TEXT FOR ANALYSIS:
EXPAR (EXPonential Amplification Reaction) is an isothermal amplification reaction first described by Jeffrey Van Ness et al in 2003.
The reaction start when a sequence termed "trigger-X" is present in the sample, which hybridizes to the complementary sequence called Template-X'-X'. This creates and exponential amplification loop in which this trigger-X sequence get amplified in a short amount of time.
Different ways of generating this trigger-X sequences to prime the reaction have been described. For instance, one implementation for detecting SARS-CoV-2 RNA relies on the generation of a DNA-RNA hybrid that is recognized and cut by a nickase that release the trigger-X sequence (Jake G. Carter et al, 2021).
Also, some implementations make use of the CRISPR-CAS technology to recognize the target and trigger the reaction (Mengqi Huang et al, 2017).
The mechanism for this implementation is summarized in the following figure:
The main drawback of EXPAR is its high background amplification, produced by the nonspecific trigger of the reaction. A well performing design is the one in which the positive sample amplifies in a relative short time, and the negative sample (no template control) yields a signal after a long time. A study have found that a good design of the Template X'-X' is key for obtaining a well performing reaction (Jifeng Qian et al, 2012). In this paper, the authors measured the performance of 384 templaete-X'-X' to create a dataset that was later used for training two different classifiers. One based is based on a SVM using a position weight matrix and the other uses a RELIEF attribute evaluation with Naïve Bayes classification.
Herein, we generated a pipeline for designing optimal Template-X'-X' sequences.
If the user has an specific target region, the pipeline will start in step 3.
-
The user inputs the sequences which will be considered as the target of the reaction. The sequences are aligned and gaps are removed.
-
Once conserved regions are found within the alignment, variable regions are filtered out (as they would not be good as targets).
-
PAM sequences (needed for CAS binding) are found and flanking regions are stored in a dataset.
-
The sequences obtained in step 3 are analyzed for the possible formation of hairpins with a bot that uses UNAFold. The thermodynamic parameters of each sequence (number of structures, melting temperature and ΔG) are stored in the dataset.
-
The sequences are then analyzed for the formation of self-dimers with a bot that uses the OligoAnalyzer (IDT). Again, the thermodynamic parameters of the sequences are stored in the dataset.
-
The best sequences are then analyzed by three different classifiers:
- A SVM (reproduction of Jifeng Qian et al, 2012)
- A Naïve Bayes classifier (reproduction of Jifeng Qian et al, 2012)
- A deep-learning algorithm developed for this project (Deep-EXPAR).
Then, a short-list of the sequences classified as well perfoming by these models can be manually selected for experimental evaluation.
Accuracy of classifiers used in this pipeline:
SMV | Naïve Bayes | Deep-EXPAR* | |
---|---|---|---|
Sensitivity | 67.7% | 70.6% | 87.3% |
Specificity | 80.4% | 77.5% | 90.2% |
*Deep-EXPAR is still being improved, so the accuracy of this model could increase in the future.

QUESTIONS TO ANSWER:
1. Rewrite the paragraph of the EXPAR text that begins "The main drawback of EXPAR" as a short bulleted list that keeps its main facts.
2. Answer these questions from the EXPAR text.
(a) Who first described EXPAR, and in what year?
(b) Which tool does the bot for self-dimer analysis use?
(c) What specificity does Deep-EXPAR reach?
The material that comes next is separate from the EXPAR text.

MATERIAL SUPPLIED:
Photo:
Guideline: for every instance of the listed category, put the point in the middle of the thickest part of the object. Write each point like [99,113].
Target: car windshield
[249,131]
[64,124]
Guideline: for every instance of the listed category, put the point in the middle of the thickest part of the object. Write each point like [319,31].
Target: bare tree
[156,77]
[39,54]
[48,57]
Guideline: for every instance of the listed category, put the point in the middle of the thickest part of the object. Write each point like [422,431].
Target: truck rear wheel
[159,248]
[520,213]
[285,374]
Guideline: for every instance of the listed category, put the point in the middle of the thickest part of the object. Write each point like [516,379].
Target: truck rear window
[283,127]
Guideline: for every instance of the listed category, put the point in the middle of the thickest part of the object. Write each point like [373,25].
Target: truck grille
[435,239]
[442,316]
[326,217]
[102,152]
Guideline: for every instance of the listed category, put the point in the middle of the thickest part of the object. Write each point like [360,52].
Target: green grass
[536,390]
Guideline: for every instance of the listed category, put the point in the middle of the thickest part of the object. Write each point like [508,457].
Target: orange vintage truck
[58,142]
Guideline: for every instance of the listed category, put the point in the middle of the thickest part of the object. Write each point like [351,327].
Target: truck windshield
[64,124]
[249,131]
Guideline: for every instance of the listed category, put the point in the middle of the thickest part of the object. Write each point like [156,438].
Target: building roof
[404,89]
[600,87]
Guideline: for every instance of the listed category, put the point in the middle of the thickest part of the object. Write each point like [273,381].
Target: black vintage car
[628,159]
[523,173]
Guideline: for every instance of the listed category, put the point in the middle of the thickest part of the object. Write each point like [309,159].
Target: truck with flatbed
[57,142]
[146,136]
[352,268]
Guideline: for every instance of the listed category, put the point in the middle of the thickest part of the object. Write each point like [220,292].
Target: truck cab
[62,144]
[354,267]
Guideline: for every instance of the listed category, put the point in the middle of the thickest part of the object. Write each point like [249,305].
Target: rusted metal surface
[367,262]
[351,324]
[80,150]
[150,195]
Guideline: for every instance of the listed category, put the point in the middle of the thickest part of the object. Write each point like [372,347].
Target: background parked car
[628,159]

ANSWERS TO THE TASKS:
1.
- EXPAR's main drawback is high background amplification caused by nonspecific triggering of the reaction.
- In a well-performing design, the positive sample amplifies in a relatively short time, and the negative sample (no template control) gives a signal only after a long time.
- A study by Jifeng Qian et al. (2012) found that a good Template X'-X' design is key to a well-performing reaction.
- Those authors measured the performance of 384 Template-X'-X' sequences and used the resulting dataset to train two classifiers:
  - an SVM using a position weight matrix
  - a RELIEF attribute evaluation with Naïve Bayes classification

2.
(a) Jeffrey Van Ness et al., in 2003.
(b) The OligoAnalyzer (IDT).
(c) 90.2%.